WHAT IS BEING ASKED: For every record below, write out an exact copy.

(Records drawn from a dataset)
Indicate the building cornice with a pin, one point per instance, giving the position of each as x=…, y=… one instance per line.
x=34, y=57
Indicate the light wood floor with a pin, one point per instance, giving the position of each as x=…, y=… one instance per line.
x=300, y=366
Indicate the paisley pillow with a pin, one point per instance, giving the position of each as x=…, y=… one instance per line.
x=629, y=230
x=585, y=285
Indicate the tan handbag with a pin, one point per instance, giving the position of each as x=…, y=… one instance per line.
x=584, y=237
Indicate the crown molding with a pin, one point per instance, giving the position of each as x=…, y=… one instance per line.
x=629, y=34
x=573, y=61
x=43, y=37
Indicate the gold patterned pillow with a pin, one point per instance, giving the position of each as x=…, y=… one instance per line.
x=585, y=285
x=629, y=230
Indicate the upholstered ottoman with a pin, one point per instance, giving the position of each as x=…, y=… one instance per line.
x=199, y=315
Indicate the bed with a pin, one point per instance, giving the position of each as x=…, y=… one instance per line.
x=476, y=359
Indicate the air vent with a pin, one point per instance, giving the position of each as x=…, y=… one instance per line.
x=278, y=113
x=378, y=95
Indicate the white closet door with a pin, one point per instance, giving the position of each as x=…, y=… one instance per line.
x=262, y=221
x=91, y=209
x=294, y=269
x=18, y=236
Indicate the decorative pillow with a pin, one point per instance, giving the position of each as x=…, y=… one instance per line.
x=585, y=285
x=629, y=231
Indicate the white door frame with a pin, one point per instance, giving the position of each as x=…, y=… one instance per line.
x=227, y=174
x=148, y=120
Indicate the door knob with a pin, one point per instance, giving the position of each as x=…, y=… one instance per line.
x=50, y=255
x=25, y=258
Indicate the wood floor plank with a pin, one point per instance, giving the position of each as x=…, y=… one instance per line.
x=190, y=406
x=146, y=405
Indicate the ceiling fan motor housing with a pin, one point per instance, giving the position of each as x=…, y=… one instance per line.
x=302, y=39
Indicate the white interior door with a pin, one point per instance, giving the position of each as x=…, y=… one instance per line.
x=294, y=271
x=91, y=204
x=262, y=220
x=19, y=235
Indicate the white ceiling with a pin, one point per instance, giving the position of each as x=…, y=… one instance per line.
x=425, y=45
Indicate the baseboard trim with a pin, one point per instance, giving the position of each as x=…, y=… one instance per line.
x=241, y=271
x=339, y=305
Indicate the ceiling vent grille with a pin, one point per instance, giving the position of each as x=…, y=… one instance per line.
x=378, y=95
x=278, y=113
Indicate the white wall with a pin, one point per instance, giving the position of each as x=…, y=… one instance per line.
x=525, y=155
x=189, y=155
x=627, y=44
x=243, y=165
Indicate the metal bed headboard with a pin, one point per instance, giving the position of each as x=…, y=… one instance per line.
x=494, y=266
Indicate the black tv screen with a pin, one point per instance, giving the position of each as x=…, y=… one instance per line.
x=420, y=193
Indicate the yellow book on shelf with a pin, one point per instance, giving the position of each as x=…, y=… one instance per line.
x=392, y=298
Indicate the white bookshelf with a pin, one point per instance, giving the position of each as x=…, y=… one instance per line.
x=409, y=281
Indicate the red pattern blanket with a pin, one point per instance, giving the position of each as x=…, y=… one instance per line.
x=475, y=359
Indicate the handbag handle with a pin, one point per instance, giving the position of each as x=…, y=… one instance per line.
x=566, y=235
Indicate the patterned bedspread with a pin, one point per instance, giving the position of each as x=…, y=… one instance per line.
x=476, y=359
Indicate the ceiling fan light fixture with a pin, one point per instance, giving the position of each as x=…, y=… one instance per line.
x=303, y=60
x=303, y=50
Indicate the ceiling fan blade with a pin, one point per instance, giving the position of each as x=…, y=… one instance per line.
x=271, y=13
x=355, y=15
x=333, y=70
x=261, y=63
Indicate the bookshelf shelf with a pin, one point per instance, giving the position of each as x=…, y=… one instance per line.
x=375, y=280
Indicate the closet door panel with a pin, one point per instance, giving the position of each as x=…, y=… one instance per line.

TASK RESULT:
Indicate the building cornice with a pin, one point per instance, giving the position of each as x=…, y=… one instance per line.
x=34, y=57
Indicate the light wood floor with a pin, one point per instance, giving the position of each as x=…, y=… one instance per line.
x=300, y=366
Indicate the paisley pillow with a pin, one point per instance, giving the position of each as x=…, y=… one instance per line.
x=629, y=230
x=585, y=285
Indicate the tan handbag with a pin, one point per instance, giving the position of each as x=…, y=… one instance per line.
x=584, y=237
Indicate the crown molding with a pin, one point per instance, giving the position of each as x=…, y=… one instance per line.
x=629, y=34
x=573, y=61
x=43, y=37
Indicate the gold patterned pillow with a pin, one point per instance, giving the position of each as x=…, y=… one instance per line.
x=585, y=285
x=629, y=230
Indicate the upholstered ottoman with a pin, one point per instance, giving the position of each as x=…, y=… one instance per line.
x=199, y=315
Indicate the bed with a pin, one point per instance, giving the position of each as x=…, y=… one instance per line.
x=476, y=359
Indicate the air vent with a pin, one point per instance, giving the position of each as x=…, y=… one instance per line.
x=278, y=113
x=378, y=95
Indicate the white closet door with a pin, one point per instance, giving the position of each as x=…, y=… one instance per line.
x=262, y=221
x=91, y=209
x=294, y=269
x=18, y=236
Indicate the decorative pillow with a pin, one point per instance, giving the position of each as x=…, y=… one instance per line.
x=585, y=285
x=629, y=231
Indicate the white door frame with a pin, one point per instance, giving the position of each as x=…, y=… one instance per line.
x=227, y=174
x=148, y=120
Indicate the door knob with a pin, one point per instance, giving the position of each as x=…, y=… one instance per line.
x=50, y=255
x=25, y=258
Indicate the wood floor plank with a pin, one point per instance, giving the position of each as x=…, y=… one instance per line.
x=190, y=406
x=146, y=405
Indicate the ceiling fan motor housing with a pin, one point per instance, giving the position of each as x=…, y=… one instance per line.
x=302, y=39
Indicate the white interior door with a pin, one point per instance, giving the position of each as x=…, y=… one instance per line.
x=294, y=271
x=91, y=204
x=262, y=220
x=19, y=235
Indicate the white ceiling with a pin, one point per instance, giving the position of each as x=…, y=… one instance per line.
x=425, y=45
Indicate the baseboard trim with a pin, one point per instance, giving the position of each as x=…, y=… one instance per line.
x=241, y=271
x=339, y=305
Indicate the ceiling vent grille with a pin, one point per instance, giving the position of each as x=…, y=… one instance per line.
x=378, y=95
x=278, y=113
Indicate the white wall with a pin, one point per instance, giving the position of each as x=…, y=… one instance per line.
x=525, y=155
x=189, y=155
x=627, y=44
x=243, y=165
Indicate the metal bed headboard with a pin, one point per instance, giving the position of each as x=…, y=… one instance per line.
x=494, y=266
Indicate the black tv screen with a pin, one point per instance, giving the position of each as x=…, y=… one instance per line.
x=420, y=193
Indicate the yellow book on shelf with a pin, one point per instance, giving the position of each as x=…, y=… one instance per line.
x=392, y=298
Indicate the white bookshelf with a pin, one point per instance, giving the position of each as x=…, y=… one instance per line.
x=409, y=281
Indicate the red pattern blanket with a pin, one point per instance, giving the position of each as x=…, y=… one instance per line.
x=475, y=359
Indicate the handbag handle with a pin, one point per instance, giving the position of each as x=…, y=… one instance per line.
x=566, y=235
Indicate the patterned bedspread with a pin, one point per instance, giving the position of each as x=…, y=… one instance per line.
x=476, y=359
Indicate the ceiling fan light fixture with a pin, one point per instance, giving the position of each as x=…, y=… one instance per line.
x=303, y=60
x=303, y=50
Indicate the ceiling fan blade with a pin, one point per instance, giving the position of each as x=…, y=… one instance per line.
x=271, y=13
x=355, y=15
x=333, y=70
x=261, y=63
Indicate the bookshelf shelf with a pin, one point per instance, giving the position of each as x=…, y=… one instance per line.
x=375, y=280
Indicate the closet door panel with a pin, one point per instance, giving the position of each as x=…, y=… one instance per line.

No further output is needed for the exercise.